» **ASSIGNED TASK 1**
Summarize the piece on Verdi's last years in two sentences.
» **ASSIGNED TASK 2**
Go on with the piece on Verdi's last years, picking up after its final line.

» **EXCERPT TO READ**
On This Day
27 January: Giuseppe Verdi Died

During the final years of his life, Giuseppe Verdi devoted himself to a number of philanthropic ventures. Chiefly among them was the establishment of a hospital at Villanova sull’Arda, close to Busseto.

Giuseppe Verdi

Giuseppe Verdi

Yet, overseeing such a noble cause was not an easy task. As he writes, “I think it right to warn you that I have had bad reports about the hospital and I hope and pray they are not true… I am far away and can say nothing about this (mismanagement). But in any case, I am extremely distressed and it makes me wonder if I can achieve the purpose for which I devoted part of my fortune in endowing this charitable foundation.” Verdi also donated some royalties to the victims of a major earthquake in Sicily, and beginning in 1895, he built and endowed a rest home for retired musicians in Milan, the “Casa di Riposo per Musicisti.”

Giuseppe Verdi: Four Sacred Pieces

Verdi’s Health Issue Before His Wife’s Death

Giuseppina Strepponi, 1897

Giuseppina Strepponi, 1897

In January 1898, Verdi experienced a major health scare. One day, his second wife Giuseppina Strepponi found him paralyzed in bed and unable to speak. While deciding if a doctor should be called, Verdi motioned for pen and paper. In a very shaky script, he wrote “Coffee,” which was brought to him. Yet, within a couple of days, Verdi had fully recovered. Somewhat surprisingly, the death in the family later that year was not his, but Giuseppina’s. She had been suffering from severe arthritis and was unable to walk without help. Bronchitis set in in November, and she died a couple of days later. The family lawyer remembered, “Verdi standing at the piano, his head bowed, his cheeks flushed, the picture of silent grief.” The funeral service was held in Busseto Cathedral, and Verdi spent lonely weeks at S. Agate. As he wrote to a friend, “Great sorrow does not demand great expression; it asks for silence, isolation, I would even say the torture of reflection.”

Giuseppe Verdi: Otello, “Ave Maria, piena di grazia”

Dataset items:
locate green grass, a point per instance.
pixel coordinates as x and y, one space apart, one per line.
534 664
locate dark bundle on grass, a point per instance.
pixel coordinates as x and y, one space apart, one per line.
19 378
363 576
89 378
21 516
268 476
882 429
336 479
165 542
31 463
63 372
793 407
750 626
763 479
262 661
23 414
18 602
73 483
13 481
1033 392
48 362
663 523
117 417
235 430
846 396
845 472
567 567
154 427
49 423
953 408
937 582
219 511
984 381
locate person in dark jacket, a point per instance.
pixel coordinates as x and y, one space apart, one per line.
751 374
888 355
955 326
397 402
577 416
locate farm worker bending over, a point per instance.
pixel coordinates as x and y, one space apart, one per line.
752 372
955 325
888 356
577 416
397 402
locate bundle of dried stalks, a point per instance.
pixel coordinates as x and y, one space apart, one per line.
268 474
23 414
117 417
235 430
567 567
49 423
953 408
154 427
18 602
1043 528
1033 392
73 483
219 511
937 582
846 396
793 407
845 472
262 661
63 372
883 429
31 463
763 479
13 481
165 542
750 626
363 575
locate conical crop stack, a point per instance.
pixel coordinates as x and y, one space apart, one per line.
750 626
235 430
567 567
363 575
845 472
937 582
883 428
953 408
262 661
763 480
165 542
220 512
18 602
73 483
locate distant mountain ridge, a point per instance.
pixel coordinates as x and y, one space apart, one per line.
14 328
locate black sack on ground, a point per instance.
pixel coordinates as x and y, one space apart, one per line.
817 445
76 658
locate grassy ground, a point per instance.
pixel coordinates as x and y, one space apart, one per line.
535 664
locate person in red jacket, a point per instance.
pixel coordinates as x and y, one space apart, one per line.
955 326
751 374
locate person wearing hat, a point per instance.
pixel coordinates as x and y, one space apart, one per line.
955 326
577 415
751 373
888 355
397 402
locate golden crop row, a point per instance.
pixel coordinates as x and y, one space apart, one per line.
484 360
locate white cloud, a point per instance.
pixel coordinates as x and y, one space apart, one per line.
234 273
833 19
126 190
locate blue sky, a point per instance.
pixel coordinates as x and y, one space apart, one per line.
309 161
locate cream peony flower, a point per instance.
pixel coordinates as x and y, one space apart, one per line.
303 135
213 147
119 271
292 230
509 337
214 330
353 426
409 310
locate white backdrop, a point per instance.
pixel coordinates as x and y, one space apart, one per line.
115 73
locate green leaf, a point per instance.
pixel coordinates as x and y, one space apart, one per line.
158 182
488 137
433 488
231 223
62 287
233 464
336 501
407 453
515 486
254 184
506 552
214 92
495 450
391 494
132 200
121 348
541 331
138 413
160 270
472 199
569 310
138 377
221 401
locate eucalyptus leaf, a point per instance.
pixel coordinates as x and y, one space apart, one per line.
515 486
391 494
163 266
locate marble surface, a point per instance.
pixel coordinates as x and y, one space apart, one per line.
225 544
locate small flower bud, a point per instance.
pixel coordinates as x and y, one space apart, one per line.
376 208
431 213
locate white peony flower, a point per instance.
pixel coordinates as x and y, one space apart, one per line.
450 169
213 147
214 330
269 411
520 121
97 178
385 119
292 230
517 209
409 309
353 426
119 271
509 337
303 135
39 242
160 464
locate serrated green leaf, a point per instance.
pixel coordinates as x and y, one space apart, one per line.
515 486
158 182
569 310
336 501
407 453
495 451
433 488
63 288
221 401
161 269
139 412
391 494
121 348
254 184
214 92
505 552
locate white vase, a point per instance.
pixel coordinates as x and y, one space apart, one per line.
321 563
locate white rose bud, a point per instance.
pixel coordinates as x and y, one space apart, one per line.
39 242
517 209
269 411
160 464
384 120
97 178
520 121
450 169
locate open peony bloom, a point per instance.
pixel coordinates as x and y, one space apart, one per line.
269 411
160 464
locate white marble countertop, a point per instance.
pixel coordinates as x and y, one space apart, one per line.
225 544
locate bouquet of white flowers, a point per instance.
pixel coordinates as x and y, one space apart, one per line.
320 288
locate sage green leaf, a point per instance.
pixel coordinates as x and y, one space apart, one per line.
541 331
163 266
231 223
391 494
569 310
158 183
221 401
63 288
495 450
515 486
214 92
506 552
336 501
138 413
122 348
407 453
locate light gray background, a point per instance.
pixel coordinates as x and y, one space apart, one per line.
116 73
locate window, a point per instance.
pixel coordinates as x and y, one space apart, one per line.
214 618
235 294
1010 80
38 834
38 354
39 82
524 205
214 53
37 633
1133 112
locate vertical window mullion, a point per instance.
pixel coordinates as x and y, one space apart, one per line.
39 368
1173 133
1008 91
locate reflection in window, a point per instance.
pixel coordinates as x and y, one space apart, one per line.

» **EXERCISE RESULT 1**
In his final years, Giuseppe Verdi took on charitable projects such as a hospital at Villanova sull'Arda, money for earthquake victims in Sicily and a rest home for retired musicians in Milan, though reports of trouble at the hospital upset him. After a health scare in January 1898 from which he fully recovered, it was his wife Giuseppina Strepponi who died that year of bronchitis, leaving Verdi to grieve alone at S. Agate.

» **EXERCISE RESULT 2**
Verdi’s Last Days in Milan

Giuseppina Pasqua, Teresa Stolz, Giuseppe Verdi, and Leopoldo Mugnone

Giuseppina Pasqua, Teresa Stolz, Giuseppe Verdi, and Leopoldo Mugnone

Verdi was spending more and more time in Milan at the Albergo Milano, close to his friends Arrigo Boito, Giulio Ricordi, and Teresa Stolz. He entertained a number of visitors, including journalists, writers, and musicians. Verdi was keenly interested in the musical life of the city, and “he approved of the fact that operas were much shorter than they used to be and that there was no longer any need to think up some chorus or other to fill out the scene.”

1900 group portrait at Verdi's house in Sant'Agata with family and friends, including Verdi (middle), Giulio Ricordi (second from the right) and Teresa Stolz (left)

1900 group portrait at Verdi’s house in Sant’Agata with family and friends, including Verdi (middle), Giulio Ricordi (second from the right) and Teresa Stolz (left)

Toscanini visited him on 20 January 1901 but found Verdi somewhat confused. The very next day Verdi suffered a stroke, and growing weaker by the day, he died at 3 a.m. on 27 January 1901. His librettist and poet Boito wrote, “He died magnificently, like a fighter, redoubtable and mute… The breathing of his great chest sustained him for four days and three nights; on the fourth night the sound of his breathing still filled the room, but what a struggle. How magnificently he fought up to the last moment. I have never experienced such a feeling of hate against death, such loathing for its mysterious, blind, stupid, triumphant infamous power!”

Giuseppe Verdi: Falstaff (Excerpts)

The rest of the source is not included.